-- BEGIN Dataset excerpts --

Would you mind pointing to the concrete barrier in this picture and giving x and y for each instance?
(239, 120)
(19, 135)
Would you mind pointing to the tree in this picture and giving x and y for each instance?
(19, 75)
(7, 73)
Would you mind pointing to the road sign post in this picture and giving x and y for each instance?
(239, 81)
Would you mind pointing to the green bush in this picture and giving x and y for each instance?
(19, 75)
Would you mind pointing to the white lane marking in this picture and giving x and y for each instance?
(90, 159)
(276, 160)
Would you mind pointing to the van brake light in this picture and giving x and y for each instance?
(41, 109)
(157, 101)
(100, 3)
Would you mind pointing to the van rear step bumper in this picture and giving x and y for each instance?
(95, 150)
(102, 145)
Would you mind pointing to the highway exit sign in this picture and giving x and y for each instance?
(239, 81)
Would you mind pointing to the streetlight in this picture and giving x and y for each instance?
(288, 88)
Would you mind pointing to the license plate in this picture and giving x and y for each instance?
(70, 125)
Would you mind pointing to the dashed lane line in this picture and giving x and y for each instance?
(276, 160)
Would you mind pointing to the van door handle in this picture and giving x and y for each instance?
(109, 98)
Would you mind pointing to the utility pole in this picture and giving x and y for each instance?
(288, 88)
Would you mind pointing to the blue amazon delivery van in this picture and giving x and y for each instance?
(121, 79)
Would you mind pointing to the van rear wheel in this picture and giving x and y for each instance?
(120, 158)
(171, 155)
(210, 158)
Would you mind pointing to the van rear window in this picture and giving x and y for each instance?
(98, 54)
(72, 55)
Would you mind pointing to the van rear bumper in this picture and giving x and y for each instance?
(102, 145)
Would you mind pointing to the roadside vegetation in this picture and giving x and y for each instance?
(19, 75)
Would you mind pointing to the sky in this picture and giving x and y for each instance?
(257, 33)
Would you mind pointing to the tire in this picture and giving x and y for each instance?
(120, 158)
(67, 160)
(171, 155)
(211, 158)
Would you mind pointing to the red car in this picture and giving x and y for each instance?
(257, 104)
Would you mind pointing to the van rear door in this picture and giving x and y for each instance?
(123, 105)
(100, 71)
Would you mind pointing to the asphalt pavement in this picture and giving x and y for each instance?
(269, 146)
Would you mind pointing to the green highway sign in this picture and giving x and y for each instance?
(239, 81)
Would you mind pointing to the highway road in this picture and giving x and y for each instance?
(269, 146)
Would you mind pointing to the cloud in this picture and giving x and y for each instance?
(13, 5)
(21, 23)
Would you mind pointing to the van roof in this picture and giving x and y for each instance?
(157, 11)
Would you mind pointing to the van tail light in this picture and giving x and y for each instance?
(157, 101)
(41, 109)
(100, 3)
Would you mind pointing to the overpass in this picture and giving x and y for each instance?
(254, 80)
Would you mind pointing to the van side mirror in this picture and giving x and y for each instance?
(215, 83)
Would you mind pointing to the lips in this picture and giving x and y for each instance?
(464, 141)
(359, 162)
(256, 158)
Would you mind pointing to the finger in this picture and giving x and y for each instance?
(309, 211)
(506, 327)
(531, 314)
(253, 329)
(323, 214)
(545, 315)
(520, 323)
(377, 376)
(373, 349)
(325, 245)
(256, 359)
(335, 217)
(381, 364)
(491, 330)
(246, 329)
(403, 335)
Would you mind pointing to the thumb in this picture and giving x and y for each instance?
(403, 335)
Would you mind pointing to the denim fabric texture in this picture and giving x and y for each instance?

-- END Dataset excerpts --

— What the task requires —
The lines to reproduce run from the line containing "Would you mind pointing to the van rear window" to the end of the listing; write them out exactly and add nothing.

— Solution to the exercise —
Would you mind pointing to the van rear window in this picture and giving x and y for each instance?
(98, 54)
(72, 55)
Would you mind pointing to the van rear bumper in this picture and giving x and y for each instance?
(102, 145)
Would you mind pointing to the roadside vegetation in this picture and giving x and y for each instance?
(19, 75)
Would you mind pointing to the sky in this picture and giving x and y for each instance?
(257, 33)
Would you mind pointing to the tire in this picture and giving x and y for each instance?
(120, 158)
(67, 160)
(171, 155)
(211, 158)
Would you mind pointing to the red car in this picture and giving x and y for each instance?
(257, 104)
Would you mind pointing to the van rear door in this picture and giving x and y for each instance?
(123, 105)
(100, 71)
Would you mind pointing to the asphalt pavement in this picture and giving x and y for each instance?
(269, 146)
Would you mind pointing to the green highway sign in this picture and giving x and y for each instance?
(239, 81)
Would you mind pointing to the highway road in this picture and giving x and y for each instance?
(269, 146)
Would you mind pointing to the cloud in this picture and giving x and y for each instance?
(13, 5)
(21, 23)
Would you mind pointing to the van roof in this picture and giving x and y for each instance?
(157, 11)
Would you mind pointing to the van tail light in this picture and giving x and y for each instance?
(157, 101)
(41, 109)
(100, 3)
Would you mind pointing to the overpass in this picture and giving x and y for each instance?
(254, 80)
Would you mind pointing to the van side mirror in this picture and giving x and y for each instance?
(215, 83)
Would you mind pointing to the lips in this picture and giving x and y for each instance?
(464, 141)
(359, 162)
(256, 158)
Would you mind pointing to the finger in this picture and giving x and y for each instance?
(309, 211)
(506, 327)
(531, 314)
(253, 329)
(323, 214)
(545, 315)
(520, 323)
(377, 376)
(373, 349)
(325, 245)
(256, 359)
(335, 217)
(381, 364)
(491, 330)
(246, 329)
(403, 335)
Would you mind pointing to the thumb in this picture and giving x and y for each instance?
(403, 335)
Would you mind pointing to the denim fabric texture in this picture and giving x and y for each instance?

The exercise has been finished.